◆ WRITTEN PROBLEM A:
Duplicate the entries from the line that contains "Tag the man's knee" through the line that contains "<point>504,247</point>", both included.

◆ SELECTED EXCERPT:
The Next Phase of Human Capital Disclosures
The pressure is building around SEC human capital disclosures. Investor groups aren’t satisfied with what they’ve seen so far and are already pushing the SEC to require more robust, consistent disclosures that help them make better investment decisions.
The current, principles-based guidance is intentionally vague. Consequently, many CHROs and business executives have been playing it safe and taking a “wait and see” approach.
“This is a massive opportunity for HR leaders to demonstrate the value of their work, and for organizations to win the hearts and minds of shareholders,” says Greg Harris, Co-Founder and CEO of Quantum Workplace.
Here are 3 ways CHROs should evolve their approach as human capital disclosure requirements continue to evolve.
1. Capitalize on the increased attention around human capital.
The events of 2020 were transformational for HR—and HR teams across the globe have stepped up to the plate in big ways. Many HR leaders are overwhelmed, buried in more diverse priorities than ever before. And human capital disclosures may be at the bottom of the list.
But as investors continue to understand the value of human capital reporting and push for more transparency, there’s a lot of opportunity for HR leaders to elevate their status.
Become a strategic partner to the business.
This is a pivotal moment for the CHRO, who will now be seen as an equal partner in steering the business. Decision makers will be paying attention to what the CHRO is doing—and looking to HR to advise on what information the business should disclose, why, and how.
Demonstrate your value to your leaders and peers.
With increased visibility into HR’s impact on the business, this is a strategic opportunity for HR to gain credibility and show their contributions to the bottom line.

◆ SOURCE RECORDS:
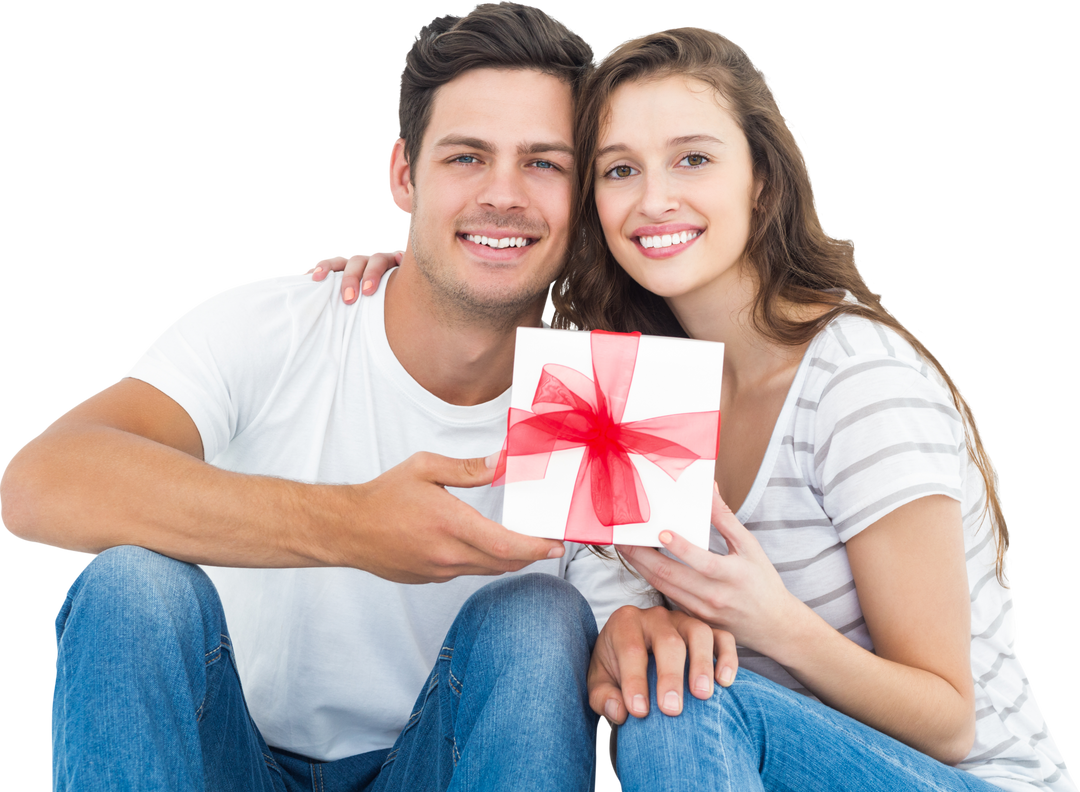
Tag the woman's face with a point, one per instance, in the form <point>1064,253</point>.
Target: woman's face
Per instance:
<point>674,186</point>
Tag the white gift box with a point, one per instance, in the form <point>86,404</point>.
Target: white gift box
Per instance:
<point>670,377</point>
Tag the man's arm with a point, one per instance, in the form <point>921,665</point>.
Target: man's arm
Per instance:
<point>124,467</point>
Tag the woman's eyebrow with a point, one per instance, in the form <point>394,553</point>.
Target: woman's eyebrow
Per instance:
<point>680,141</point>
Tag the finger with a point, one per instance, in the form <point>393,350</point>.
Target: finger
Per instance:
<point>611,667</point>
<point>727,657</point>
<point>324,266</point>
<point>667,576</point>
<point>700,642</point>
<point>379,263</point>
<point>732,531</point>
<point>669,650</point>
<point>696,558</point>
<point>350,281</point>
<point>631,649</point>
<point>605,698</point>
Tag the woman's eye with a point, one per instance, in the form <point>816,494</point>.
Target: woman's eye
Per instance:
<point>620,172</point>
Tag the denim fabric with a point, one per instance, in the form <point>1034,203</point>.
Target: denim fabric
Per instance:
<point>757,735</point>
<point>146,695</point>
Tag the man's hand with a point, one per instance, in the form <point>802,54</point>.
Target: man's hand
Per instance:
<point>369,266</point>
<point>618,681</point>
<point>409,529</point>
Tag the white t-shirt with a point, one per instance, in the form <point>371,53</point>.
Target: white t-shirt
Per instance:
<point>868,426</point>
<point>282,378</point>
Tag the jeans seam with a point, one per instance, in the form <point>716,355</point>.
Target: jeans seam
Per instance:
<point>210,658</point>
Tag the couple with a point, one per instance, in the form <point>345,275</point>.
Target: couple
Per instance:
<point>845,452</point>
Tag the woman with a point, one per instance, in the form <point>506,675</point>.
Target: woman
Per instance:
<point>848,457</point>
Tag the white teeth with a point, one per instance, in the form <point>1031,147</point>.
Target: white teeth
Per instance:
<point>667,240</point>
<point>491,242</point>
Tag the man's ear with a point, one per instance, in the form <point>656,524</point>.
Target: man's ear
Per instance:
<point>399,175</point>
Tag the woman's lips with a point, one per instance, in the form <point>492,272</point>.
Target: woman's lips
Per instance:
<point>666,251</point>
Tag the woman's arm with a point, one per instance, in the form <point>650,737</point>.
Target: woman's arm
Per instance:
<point>912,581</point>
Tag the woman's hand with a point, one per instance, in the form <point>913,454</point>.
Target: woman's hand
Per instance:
<point>618,673</point>
<point>369,266</point>
<point>741,592</point>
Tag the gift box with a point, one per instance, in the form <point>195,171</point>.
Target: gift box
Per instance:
<point>611,437</point>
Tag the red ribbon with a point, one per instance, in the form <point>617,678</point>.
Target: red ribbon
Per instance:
<point>571,411</point>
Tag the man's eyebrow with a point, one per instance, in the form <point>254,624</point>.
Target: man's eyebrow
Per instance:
<point>680,141</point>
<point>487,146</point>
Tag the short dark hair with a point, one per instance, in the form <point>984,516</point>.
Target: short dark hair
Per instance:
<point>490,35</point>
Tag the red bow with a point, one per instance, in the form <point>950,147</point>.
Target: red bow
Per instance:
<point>572,411</point>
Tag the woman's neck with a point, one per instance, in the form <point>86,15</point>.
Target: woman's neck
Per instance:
<point>723,311</point>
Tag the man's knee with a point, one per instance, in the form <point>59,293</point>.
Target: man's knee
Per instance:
<point>135,586</point>
<point>535,607</point>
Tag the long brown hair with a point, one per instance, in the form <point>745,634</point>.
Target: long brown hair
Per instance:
<point>795,258</point>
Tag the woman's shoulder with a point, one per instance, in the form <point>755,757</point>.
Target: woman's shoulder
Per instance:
<point>859,361</point>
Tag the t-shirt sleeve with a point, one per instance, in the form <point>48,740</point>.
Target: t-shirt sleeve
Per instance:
<point>887,432</point>
<point>219,359</point>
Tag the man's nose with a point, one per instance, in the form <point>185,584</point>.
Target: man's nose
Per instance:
<point>503,189</point>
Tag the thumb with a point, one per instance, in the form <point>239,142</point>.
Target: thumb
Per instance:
<point>448,471</point>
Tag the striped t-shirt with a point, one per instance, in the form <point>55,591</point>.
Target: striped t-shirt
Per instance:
<point>868,426</point>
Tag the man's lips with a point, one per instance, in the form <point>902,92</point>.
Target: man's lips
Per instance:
<point>499,240</point>
<point>504,247</point>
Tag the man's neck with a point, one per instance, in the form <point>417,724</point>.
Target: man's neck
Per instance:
<point>460,362</point>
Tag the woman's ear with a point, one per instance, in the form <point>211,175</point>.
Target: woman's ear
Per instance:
<point>399,177</point>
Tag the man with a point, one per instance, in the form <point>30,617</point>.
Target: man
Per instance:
<point>235,442</point>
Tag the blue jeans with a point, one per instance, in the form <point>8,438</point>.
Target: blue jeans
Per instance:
<point>757,735</point>
<point>146,695</point>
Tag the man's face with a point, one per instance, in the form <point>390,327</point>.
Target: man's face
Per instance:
<point>490,196</point>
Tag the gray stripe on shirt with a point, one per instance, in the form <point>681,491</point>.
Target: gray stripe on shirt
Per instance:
<point>929,487</point>
<point>885,454</point>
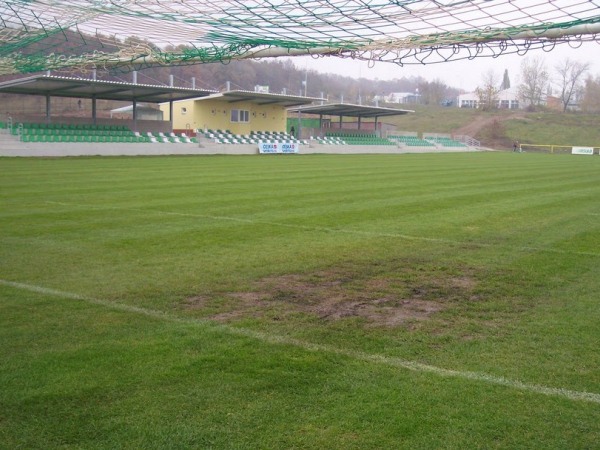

◆ WRITTEN PROBLEM B:
Set down word for word the stretch of the text on human capital disclosures from "The current, principles-based" through "of the list.".

◆ EXPECTED OUTPUT A:
Tag the man's knee with a point, one per instance, in the form <point>59,293</point>.
Target: man's knee
Per instance:
<point>135,586</point>
<point>535,607</point>
Tag the long brown hair with a point, one per instance, in the form <point>745,634</point>.
Target: long brown hair
Per instance:
<point>795,258</point>
Tag the woman's shoulder with a point, one per instance, in the form <point>755,757</point>.
Target: woman's shoulder
Per instance:
<point>859,361</point>
Tag the t-shirt sleeve with a point, one per instance, in the form <point>48,740</point>.
Target: t-shirt sleeve
Per instance:
<point>887,432</point>
<point>219,359</point>
Tag the man's nose with a point, one per instance, in the form <point>185,584</point>.
Target: man's nose
Per instance:
<point>503,189</point>
Tag the thumb with a point, one per instance, in the form <point>239,142</point>.
Target: thumb
Per instance:
<point>448,471</point>
Tag the striped t-shirt with a point, one per instance, in the form <point>55,591</point>.
Target: striped t-shirt
Per instance:
<point>868,426</point>
Tag the man's lips with a point, one per instance, in the form <point>902,92</point>.
Target: man's lips
Per instance:
<point>499,240</point>
<point>504,247</point>

◆ EXPECTED OUTPUT B:
The current, principles-based guidance is intentionally vague. Consequently, many CHROs and business executives have been playing it safe and taking a “wait and see” approach.
“This is a massive opportunity for HR leaders to demonstrate the value of their work, and for organizations to win the hearts and minds of shareholders,” says Greg Harris, Co-Founder and CEO of Quantum Workplace.
Here are 3 ways CHROs should evolve their approach as human capital disclosure requirements continue to evolve.
1. Capitalize on the increased attention around human capital.
The events of 2020 were transformational for HR—and HR teams across the globe have stepped up to the plate in big ways. Many HR leaders are overwhelmed, buried in more diverse priorities than ever before. And human capital disclosures may be at the bottom of the list.